Objective:
Lines before the one containing "compact like (176,258)." are left out; copy that line and every later line through the end of the data exactly.
= = =
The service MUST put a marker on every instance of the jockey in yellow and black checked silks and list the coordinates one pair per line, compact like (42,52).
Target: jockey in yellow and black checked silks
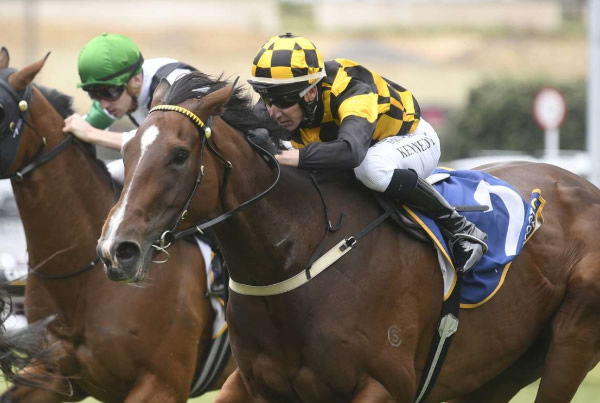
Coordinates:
(355,104)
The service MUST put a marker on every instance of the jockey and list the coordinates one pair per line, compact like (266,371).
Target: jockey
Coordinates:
(120,82)
(343,115)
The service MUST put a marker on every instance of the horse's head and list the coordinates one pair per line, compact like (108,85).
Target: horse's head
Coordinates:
(15,102)
(167,163)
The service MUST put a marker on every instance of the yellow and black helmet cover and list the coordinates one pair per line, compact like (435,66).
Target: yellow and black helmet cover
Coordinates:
(286,64)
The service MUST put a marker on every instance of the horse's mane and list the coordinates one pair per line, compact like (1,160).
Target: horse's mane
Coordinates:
(239,112)
(62,103)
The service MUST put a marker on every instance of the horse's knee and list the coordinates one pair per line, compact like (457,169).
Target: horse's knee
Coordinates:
(234,390)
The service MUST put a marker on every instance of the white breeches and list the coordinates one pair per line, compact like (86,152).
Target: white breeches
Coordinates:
(419,151)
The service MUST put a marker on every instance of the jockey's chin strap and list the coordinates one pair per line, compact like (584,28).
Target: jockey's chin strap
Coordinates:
(170,236)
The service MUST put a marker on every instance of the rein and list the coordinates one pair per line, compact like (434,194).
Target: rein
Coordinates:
(170,236)
(41,159)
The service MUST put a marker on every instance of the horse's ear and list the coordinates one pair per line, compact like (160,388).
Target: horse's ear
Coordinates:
(158,97)
(4,58)
(215,102)
(25,76)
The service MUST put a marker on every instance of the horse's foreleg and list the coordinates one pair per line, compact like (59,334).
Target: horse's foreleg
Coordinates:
(234,391)
(575,341)
(505,386)
(44,387)
(373,391)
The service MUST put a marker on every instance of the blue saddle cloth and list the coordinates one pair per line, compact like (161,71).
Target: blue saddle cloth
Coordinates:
(509,222)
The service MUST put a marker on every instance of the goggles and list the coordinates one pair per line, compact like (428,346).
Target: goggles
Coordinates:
(284,100)
(106,92)
(281,101)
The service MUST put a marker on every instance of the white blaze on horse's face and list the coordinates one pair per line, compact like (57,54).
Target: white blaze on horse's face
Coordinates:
(148,138)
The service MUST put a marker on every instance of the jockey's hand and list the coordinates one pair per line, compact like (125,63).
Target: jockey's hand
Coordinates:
(289,157)
(80,128)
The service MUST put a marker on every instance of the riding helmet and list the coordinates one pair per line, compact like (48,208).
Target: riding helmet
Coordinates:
(109,59)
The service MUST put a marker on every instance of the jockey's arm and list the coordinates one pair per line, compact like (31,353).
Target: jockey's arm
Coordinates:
(347,151)
(80,128)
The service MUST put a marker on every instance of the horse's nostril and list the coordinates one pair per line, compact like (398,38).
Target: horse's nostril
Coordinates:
(127,252)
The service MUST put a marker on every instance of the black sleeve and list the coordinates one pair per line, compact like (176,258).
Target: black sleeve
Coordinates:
(347,151)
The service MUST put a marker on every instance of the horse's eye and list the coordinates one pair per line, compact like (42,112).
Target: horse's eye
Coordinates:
(180,156)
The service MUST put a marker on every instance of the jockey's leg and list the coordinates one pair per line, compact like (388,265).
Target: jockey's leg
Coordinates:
(395,166)
(465,241)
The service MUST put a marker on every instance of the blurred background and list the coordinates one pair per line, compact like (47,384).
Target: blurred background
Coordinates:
(475,66)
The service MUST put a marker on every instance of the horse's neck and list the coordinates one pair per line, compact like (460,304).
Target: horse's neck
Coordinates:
(62,203)
(273,239)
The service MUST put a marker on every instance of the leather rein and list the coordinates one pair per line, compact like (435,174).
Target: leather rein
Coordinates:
(205,132)
(38,160)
= = =
Finished task:
The service MUST put a marker on every instance of the black sleeve and list the coordinates one pair per line, compact like (176,258).
Target: black sleeve
Coordinates:
(347,151)
The service MUST put a marker on every instance of the horse's eye and list the coordinates one pair per line, compact like (42,112).
Target: horse's eye
Coordinates:
(180,156)
The service MUST put a marker on every instance of the jockey's leg and list the coordinates one pair per line, compact like (388,265).
Target: jockey's leg
Coordinates:
(395,166)
(465,241)
The service MUST put a marker on every instance of the blurred background and list the coordinates one pair per line, compact like (47,384).
Target: blurred background
Coordinates:
(475,66)
The service MUST put a marker on every instance of the horse's neck and list the coordinates one pair per line, compact like (460,304).
Target: horse's neck
Coordinates:
(62,203)
(273,239)
The service MUST put a marker on every instance of the leather rein and list the coordinates one pair per line, compact like (435,174).
Target: leather rein
Coordinates:
(205,132)
(38,160)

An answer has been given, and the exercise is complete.